Goal:
Pick up the passage on water reuse and desalination energy after its last sentence and continue it.

Text passage:
An interesting side note, Metropolitan Water District subsidizes the re-use of water but at half the rate at which they will subsidize ocean desalinated water. So we are basically rewarding the least efficient/highest cost technology.

One more issue with waste water re-use that most people wouldn't think about, without storage, you are limited to how much water is being used at the lowest level of the day--when people are sleeping and not flushing.

Using brackish water definitely reduces energy consumption, but I don't have a link. Municipal waste water I suspect would be much more problematic, as the pre-processing to remove solids, emulsions, and fats would be onerous.

Debbie, I like your research style and persistence - I also don't assume anything in print is automatically correct.

Cost may be one aspect to examine, though that cost may change as energy source costs change, so I recommend looking at the energy required to desalinate seawater.

According to Feasibility of Biomass Energy Production to Support Local Water Self-Sufficiency, California Dept of Food and Agriculture, 2008, for an ac-ft of potable water:

- Brackish water = 1.3 - 3.3 MWh electricity
- Sea water = 4.3 - 4.9 MWh electricity

Depending on the quality of the source water, treatment plant technology and capacity, about 1.3 to 3.3 MWh of electricity would be required to produce one ac-ft of potable water at a cost of $130 to $1,250 from brackish water sources.

Rows:
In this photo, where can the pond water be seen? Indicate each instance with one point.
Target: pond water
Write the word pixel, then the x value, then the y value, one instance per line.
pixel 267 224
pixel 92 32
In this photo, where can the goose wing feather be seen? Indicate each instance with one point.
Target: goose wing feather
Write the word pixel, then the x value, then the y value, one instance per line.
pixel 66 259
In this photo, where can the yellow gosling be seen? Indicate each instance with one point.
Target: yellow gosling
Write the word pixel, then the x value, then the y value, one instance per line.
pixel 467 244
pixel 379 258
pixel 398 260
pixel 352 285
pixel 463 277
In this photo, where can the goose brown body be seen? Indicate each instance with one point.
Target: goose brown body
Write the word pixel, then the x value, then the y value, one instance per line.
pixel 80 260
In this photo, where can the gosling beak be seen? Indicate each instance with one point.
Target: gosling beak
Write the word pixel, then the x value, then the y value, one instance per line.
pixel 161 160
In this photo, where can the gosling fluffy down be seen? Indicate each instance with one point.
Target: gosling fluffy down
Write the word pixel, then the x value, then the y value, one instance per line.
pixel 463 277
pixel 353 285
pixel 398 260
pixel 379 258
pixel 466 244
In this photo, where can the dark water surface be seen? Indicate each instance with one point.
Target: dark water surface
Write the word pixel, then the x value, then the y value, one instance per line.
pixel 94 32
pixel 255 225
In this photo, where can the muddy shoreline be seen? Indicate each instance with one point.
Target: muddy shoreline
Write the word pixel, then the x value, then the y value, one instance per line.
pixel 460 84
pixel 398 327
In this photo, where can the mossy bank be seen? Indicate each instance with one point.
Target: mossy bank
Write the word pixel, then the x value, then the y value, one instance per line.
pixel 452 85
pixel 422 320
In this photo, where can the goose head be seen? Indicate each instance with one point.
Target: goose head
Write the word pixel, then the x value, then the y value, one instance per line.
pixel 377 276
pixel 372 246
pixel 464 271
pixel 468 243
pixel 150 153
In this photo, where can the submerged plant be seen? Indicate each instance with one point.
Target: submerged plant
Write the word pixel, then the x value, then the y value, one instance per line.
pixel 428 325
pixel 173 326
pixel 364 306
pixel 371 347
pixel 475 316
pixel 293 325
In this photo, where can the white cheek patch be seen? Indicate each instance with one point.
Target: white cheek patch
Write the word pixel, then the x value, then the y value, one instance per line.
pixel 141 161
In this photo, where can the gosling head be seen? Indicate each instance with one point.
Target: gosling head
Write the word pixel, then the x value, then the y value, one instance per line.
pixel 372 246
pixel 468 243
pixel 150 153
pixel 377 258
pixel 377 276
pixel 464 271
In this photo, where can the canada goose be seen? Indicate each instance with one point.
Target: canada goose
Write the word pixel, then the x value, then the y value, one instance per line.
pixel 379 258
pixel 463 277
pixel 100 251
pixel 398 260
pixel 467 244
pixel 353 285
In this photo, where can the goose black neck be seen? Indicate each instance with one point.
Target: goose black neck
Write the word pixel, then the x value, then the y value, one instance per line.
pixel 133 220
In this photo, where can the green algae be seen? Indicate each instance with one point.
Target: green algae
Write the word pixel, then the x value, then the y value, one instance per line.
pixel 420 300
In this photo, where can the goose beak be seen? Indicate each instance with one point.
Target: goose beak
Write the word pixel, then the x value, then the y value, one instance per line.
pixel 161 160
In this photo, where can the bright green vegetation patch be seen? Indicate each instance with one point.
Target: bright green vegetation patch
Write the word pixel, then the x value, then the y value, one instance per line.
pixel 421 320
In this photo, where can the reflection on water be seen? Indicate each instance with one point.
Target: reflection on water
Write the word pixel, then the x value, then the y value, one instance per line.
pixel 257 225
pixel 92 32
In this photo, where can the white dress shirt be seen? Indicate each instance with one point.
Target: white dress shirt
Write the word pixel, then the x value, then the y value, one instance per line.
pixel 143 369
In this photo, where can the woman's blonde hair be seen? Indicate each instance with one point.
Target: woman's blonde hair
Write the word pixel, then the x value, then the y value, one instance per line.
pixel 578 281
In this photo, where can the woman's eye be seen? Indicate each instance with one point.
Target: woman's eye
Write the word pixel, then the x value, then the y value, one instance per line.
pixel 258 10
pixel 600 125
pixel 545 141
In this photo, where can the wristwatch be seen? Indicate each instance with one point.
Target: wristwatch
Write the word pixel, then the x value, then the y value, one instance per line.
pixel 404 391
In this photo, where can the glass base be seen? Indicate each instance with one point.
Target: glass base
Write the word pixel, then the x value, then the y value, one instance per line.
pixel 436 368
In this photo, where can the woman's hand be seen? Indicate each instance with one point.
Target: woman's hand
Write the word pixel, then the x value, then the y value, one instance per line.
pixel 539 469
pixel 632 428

The result:
For estuarine and sea water, approximately 3.3 to 4.9 MWh of electricity would be required to produce an ac-ft of
potable water at a cost of $700 to $1,200 per ac-ft based on the price of electricity of 5 - 11 cents per kWh.

The above cites the publication Water Desalination – Findings and Recommendations, California Department of Water
Resources, October 2003, which you participated in, though when I looked at the findings and recommendations, I did not see these numbers...

Will,
Energy requirements are all over the place and site specific. According to one consultant, the six Australian projects range from 4035 kwh/af to 6170 kwh/af. The Huntington Beach Environmental Impact Report for the Poseidon project stated that project would require 5400 kwh/af. Temperature and salinity vary from location to location. Tampa Bay's salinity is lower and water temperature higher which would mean their water costs should be significantly lower.

In theory, Will is right: it does require much less energy to desalinate slightly brackish water than it does to desalinate sea water. The minimum energy needed to pump salty water through a perfect membrane against osmotic pressure is directly proportional to the salt concentration.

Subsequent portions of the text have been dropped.